▶ [DIRECTIONS FOR THIS TASK] Copy out the material line for line, from the very first line up to and including the line with "[[304, 119]]".

▶ [PROVIDED DATA]
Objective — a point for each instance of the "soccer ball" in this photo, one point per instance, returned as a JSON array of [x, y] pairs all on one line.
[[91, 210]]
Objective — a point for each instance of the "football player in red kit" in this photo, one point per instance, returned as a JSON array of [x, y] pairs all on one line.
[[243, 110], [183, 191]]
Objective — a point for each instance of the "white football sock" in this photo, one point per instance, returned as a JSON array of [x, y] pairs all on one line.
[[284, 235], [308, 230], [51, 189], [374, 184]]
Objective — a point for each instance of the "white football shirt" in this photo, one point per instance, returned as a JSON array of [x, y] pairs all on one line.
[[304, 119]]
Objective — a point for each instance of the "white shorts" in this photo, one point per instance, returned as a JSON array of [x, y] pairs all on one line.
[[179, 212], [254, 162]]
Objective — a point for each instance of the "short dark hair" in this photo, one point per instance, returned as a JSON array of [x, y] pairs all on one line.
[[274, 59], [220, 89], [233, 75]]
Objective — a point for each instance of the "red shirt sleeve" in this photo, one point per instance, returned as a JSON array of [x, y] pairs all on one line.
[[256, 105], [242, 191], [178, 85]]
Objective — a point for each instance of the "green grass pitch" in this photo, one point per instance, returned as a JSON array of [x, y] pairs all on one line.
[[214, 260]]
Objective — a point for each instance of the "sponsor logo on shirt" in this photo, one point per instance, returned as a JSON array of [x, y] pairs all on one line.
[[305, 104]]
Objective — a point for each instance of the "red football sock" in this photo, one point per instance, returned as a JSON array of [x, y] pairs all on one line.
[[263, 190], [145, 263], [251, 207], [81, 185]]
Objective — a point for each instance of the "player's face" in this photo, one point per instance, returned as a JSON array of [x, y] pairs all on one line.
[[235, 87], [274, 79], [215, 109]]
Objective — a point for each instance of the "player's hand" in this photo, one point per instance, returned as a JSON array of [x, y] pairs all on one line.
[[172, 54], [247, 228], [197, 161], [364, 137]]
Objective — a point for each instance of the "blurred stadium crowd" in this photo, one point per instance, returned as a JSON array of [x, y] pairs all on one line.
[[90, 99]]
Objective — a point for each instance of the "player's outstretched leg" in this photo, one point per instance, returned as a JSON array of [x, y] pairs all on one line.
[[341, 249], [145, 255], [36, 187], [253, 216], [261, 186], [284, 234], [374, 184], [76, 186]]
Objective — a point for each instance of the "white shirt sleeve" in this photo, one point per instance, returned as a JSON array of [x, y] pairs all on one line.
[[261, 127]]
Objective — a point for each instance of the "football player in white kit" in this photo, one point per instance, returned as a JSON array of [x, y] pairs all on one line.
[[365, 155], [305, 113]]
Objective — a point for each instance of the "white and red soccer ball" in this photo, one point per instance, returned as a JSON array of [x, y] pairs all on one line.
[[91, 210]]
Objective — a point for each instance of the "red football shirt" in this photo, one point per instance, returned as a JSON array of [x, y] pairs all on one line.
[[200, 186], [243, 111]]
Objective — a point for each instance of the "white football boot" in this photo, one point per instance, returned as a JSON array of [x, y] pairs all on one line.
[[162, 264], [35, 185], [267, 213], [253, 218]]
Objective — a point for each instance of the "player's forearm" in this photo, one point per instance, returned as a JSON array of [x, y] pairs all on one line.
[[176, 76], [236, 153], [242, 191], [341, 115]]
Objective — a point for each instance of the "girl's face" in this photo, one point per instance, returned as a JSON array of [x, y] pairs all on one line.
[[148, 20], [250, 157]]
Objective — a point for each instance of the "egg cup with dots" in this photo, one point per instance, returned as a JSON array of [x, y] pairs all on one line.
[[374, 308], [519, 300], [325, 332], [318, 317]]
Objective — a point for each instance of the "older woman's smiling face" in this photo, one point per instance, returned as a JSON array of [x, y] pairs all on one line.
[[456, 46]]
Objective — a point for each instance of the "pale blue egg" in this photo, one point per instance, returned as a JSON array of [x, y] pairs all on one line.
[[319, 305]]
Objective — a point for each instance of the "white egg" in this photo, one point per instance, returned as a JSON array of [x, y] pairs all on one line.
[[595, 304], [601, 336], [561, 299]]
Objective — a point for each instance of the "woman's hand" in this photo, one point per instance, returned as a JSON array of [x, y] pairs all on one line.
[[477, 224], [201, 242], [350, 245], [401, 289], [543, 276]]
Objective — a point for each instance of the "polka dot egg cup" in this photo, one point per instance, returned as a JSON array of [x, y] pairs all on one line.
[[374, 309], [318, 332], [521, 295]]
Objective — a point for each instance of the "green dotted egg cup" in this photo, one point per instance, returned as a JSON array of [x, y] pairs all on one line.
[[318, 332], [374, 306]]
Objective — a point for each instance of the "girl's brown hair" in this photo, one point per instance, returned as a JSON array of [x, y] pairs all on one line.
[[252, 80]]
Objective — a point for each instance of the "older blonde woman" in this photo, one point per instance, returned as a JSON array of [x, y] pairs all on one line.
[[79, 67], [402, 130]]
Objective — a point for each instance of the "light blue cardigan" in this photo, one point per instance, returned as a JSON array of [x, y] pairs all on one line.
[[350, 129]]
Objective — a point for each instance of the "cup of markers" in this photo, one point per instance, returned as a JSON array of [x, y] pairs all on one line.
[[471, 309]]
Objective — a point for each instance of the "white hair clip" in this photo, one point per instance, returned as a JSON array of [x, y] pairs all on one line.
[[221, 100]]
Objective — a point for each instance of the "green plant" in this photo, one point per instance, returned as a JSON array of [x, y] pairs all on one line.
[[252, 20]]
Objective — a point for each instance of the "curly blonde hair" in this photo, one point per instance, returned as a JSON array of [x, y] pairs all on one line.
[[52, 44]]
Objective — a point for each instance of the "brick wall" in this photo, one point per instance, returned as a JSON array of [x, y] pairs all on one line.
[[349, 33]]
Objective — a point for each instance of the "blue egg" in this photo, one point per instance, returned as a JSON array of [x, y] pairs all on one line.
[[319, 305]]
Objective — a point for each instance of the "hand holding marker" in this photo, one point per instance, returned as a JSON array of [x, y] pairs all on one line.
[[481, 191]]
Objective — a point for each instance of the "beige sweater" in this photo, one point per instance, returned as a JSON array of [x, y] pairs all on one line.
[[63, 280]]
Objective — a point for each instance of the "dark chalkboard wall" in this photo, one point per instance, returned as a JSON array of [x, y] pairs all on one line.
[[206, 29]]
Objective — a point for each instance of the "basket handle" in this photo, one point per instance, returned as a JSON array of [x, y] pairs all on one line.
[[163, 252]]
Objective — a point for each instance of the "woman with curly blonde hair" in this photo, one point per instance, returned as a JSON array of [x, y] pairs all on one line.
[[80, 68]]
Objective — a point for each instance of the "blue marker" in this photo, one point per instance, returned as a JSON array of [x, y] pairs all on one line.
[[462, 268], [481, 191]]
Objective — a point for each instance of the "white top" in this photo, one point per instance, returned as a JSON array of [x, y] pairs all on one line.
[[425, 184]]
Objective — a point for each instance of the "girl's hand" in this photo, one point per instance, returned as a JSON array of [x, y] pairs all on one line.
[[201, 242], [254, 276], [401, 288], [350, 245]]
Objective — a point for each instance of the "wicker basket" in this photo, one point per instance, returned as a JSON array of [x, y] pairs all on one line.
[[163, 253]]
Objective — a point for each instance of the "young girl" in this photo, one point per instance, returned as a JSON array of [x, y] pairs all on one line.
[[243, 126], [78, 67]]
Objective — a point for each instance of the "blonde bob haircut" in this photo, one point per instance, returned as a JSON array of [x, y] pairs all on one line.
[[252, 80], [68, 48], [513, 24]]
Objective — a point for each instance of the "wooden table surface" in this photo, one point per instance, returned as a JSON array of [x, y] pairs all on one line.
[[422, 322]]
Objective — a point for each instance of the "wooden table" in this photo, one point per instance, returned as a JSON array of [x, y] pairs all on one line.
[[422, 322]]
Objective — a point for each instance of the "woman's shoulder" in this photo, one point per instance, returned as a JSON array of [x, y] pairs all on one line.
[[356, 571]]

▶ [THE OUTPUT]
Objective — a point for each instance of the "soccer ball" in this photo, one point per instance, returned as a JSON array of [x, y] pairs all on one line.
[[91, 210]]
Objective — a point for each instance of the "football player in red kit" in this photo, one point per instance, returned as a JSON array of [x, y] pairs all on one line.
[[243, 110], [183, 191]]
Objective — a point for each instance of the "white football sock" in this photo, one point per instance, returned as a JSON array of [x, y] pairs all on one line.
[[284, 235], [308, 230], [51, 189], [374, 184]]
Objective — a point for each instance of the "white football shirt" in this photo, one point per instance, returned as a JSON array of [x, y] pairs all on one line.
[[304, 119]]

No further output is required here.